## Objectif A
Résumez sous forme de liste le paragraphe de l'article sur les élections portugaises qui commence par « Bien que nous vivions encore », en conservant ses faits principaux.
## Objectif B
Rédigez la suite de l'article sur les élections portugaises, en reprenant après sa dernière phrase.

## Texte cité
———

Par Francisco Louça
Les élections du dimanche 30 janvier au Portugal ont donné au Parti socialiste (PS) une majorité absolue de député·e·s. La gauche (Bloco de Esquerda et PC) a subi une défaite majeure provoquée par l’illusion d’une bipolarisation annoncée dans les sondages mais qui s’est révélée erronée [1]. La droite traditionnelle (PSD-Parti social-démocrate; CDS) a subi une nouvelle défaite, ne parvenant pas à rassembler les votes et ouvrant la voie à la nouvelle et à l’ancienne extrême droite, à Chega («Assez») et à l’Initiative libérale (IL).
Face aux sondages des derniers jours, plaçant le PS et le PSD a égalité, et avec le PSD faisant des ouvertures en direction de Chega (extrême droite populiste et raciste) et de l’Initiative libérale (droite libérale radicale) pour une coalition, et annonçant la fin du salaire minimum national et autres désastres, le peuple de gauche a couru voter pour le PS. Des gens qui ont découvert étonnés, dimanche soir, qu’au final l’écart était de 13 points entre le PS et le PSD et qu’ils avaient donné naissance à une majorité absolue pour le PS, un résultat que ce dernier n’avait obtenu qu’avec José Sócrates, en 2005 [premier ministre de mars 2005 à juin 2011]. Le résultat a été marqué par des transferts électoraux de dernière minute et par la polarisation de l’électorat centriste derrière António Costa du PS.
Bien que nous vivions encore les derniers jours de la pandémie, avec 10% de la population confinée, il y a eu une augmentation de la participation électorale (58% des votes à l’échelle nationale, avec un taux de participation encore plus élevé dans certains cas, comme à Lisbonne avec 62%). Le PS a gagné 350 000 voix, tandis que la gauche (BE et PC) est passée d’environ 900 000 à un peu moins de 500 000. Dans cette compétition, le vote utile s’est révélé déterminant: le Bloco a perdu la moitié de sa base électorale et est passé de 19 à 5 députés; le PCP a obtenu le pire résultat de son histoire en termes de voix et de sièges (il a perdu la moitié de ses députés, dont certains étaient des références importantes). Les écologistes du PEV (satellite de la coalition du PC) ainsi que CDS-PP (droite conservatrice traditionnelle) ont disparu du parlement. Le PAN (Parti des droits des animaux et de l’écologie libérale) a été réduit à un député (il en avait 4) et Libre (Verts fédéralistes) a conservé un siège.

———

## Données fournies

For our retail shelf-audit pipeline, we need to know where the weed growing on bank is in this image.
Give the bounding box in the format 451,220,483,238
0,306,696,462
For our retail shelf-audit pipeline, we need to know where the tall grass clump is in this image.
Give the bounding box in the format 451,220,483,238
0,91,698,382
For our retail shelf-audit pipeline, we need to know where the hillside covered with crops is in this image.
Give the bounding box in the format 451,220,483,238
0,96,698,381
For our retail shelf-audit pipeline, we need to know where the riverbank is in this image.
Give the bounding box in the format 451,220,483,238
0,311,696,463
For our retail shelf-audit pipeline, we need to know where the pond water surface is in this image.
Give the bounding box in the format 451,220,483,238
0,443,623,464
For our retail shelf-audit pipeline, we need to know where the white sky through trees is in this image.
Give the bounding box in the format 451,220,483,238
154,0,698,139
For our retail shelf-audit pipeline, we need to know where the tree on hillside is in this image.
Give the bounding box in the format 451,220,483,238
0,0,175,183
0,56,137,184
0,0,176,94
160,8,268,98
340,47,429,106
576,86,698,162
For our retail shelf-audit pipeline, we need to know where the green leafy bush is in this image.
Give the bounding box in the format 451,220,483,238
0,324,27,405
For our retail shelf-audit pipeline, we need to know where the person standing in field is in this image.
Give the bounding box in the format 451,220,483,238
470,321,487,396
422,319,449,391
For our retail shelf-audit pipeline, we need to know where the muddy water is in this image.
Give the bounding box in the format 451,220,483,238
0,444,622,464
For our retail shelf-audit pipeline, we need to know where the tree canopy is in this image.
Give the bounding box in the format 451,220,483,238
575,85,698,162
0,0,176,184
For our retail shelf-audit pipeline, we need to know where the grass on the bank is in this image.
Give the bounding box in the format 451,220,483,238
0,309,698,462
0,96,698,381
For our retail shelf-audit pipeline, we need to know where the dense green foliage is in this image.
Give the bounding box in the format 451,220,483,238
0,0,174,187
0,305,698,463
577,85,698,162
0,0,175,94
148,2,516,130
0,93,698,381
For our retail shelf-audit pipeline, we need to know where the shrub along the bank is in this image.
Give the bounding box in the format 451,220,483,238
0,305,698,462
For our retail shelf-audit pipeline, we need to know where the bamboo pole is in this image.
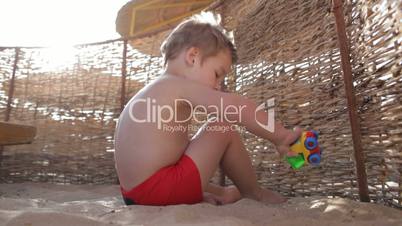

———

## Résultat de l'exercice A
- La participation a augmenté malgré la fin de la pandémie et 10 % de la population confinée. Elle a atteint 58 % au niveau national et 62 % à Lisbonne.
- Le PS a gagné 350 000 voix.
- La gauche (BE et PC) est passée d'environ 900 000 voix à un peu moins de 500 000.
- Le vote utile a été déterminant. Le Bloco a perdu la moitié de son électorat et est passé de 19 à 5 députés.
- Le PCP a obtenu le pire résultat de son histoire en voix et en sièges. Il a perdu la moitié de ses députés.
- Le PEV et le CDS-PP ont disparu du parlement.
- Le PAN est passé de 4 députés à 1, et Libre a conservé un siège.

## Résultat de l'exercice B
Le parlement se retrouve avec moins d’élu·e·s de gauche. Ainsi, pour le Bloco, le nouveau cycle politique sera celui de l’opposition de gauche à la majorité absolue du PS, cela en participant et stimulant les luttes sociales qui renvoient à la fracture sociale du pays: santé, précariat, égalité, transition climatique. La bataille pour l’activation d’une opposition parlementaire solide est toujours aussi fondamentale, mais l’affrontement social acquiert de nouveaux traits, car au cours de ces quatre années, la gauche devra mobiliser une base sociale et militante plus importante. Ce sera la façon d’affronter la majorité absolue.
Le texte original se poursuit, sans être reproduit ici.